_What you need to do_
Using the blog entry about Finn's return to Playschool, decide whether each statement agrees with it, answering yes or no and quoting the deciding words: (a) Finn is starting his first year at Playschool; (b) Finn had attended formal daycare before starting Playschool; (c) by Term 2 of last year, Finn was happy at Playschool.

_Text section_
# # #

Wednesday 8 February 2012

Documenting Delight: Day thirty nine



A thumbs up for the first day back at school.

Finn began his second year at Playschool (pre-preschool for 3-4 year olds) today. My wonderful friend Kate wrote about her daughter’s first day at the same preschool this week. She did a brilliant job of explaining what this special place is all about, she’s high on details (unlike me) so if you want to read more about it, head over here.

It was a calm morning around here. It is a new year however Finn is very comfortable in his Playschool environment and the fact that no big adjustments are needed this year makes for a settled start for everyone in our family.  What a difference this is to last year’s first day of Playschool for Finn and myself. Finn’s birthday is close to the ACT school cut off date and this means that we had to decide whether to start him in Pre-school this year or in 2013. At the beginning of last year Finn was one of the youngest in his class, and noticeably so. Combine this with never being in any sort of formal daycare before starting this structured program and you had one rattled little boy. The transition was slow, emotional and had me questioning whether I had made the right decision to enrol him at all. With the support of his amazing teachers by Term 2 he was happy and enjoying the new challenges in and outside of the classroom. The remainder of the year went smoothly and Finn’s confidence rose and I fell in love with the school.

# # #

_Supplied information_
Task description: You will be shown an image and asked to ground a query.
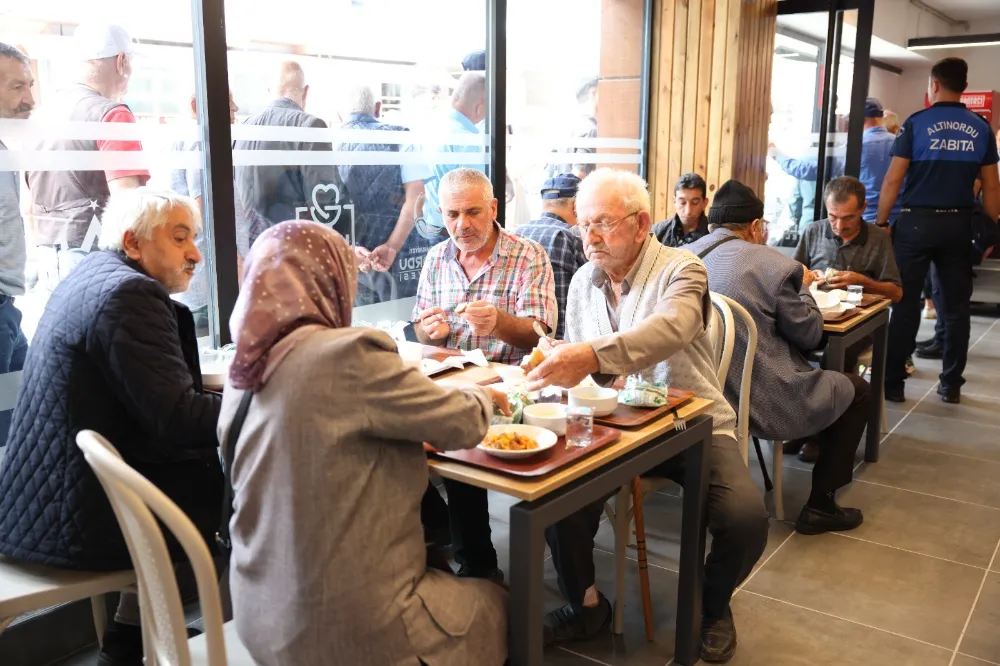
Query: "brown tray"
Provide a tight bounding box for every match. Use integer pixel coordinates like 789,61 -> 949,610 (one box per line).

# # #

_Answer to this task_
(a) No: "Finn began his second year at Playschool"
(b) No: "never being in any sort of formal daycare before starting this structured program"
(c) Yes: "by Term 2 he was happy and enjoying the new challenges in and outside of the classroom"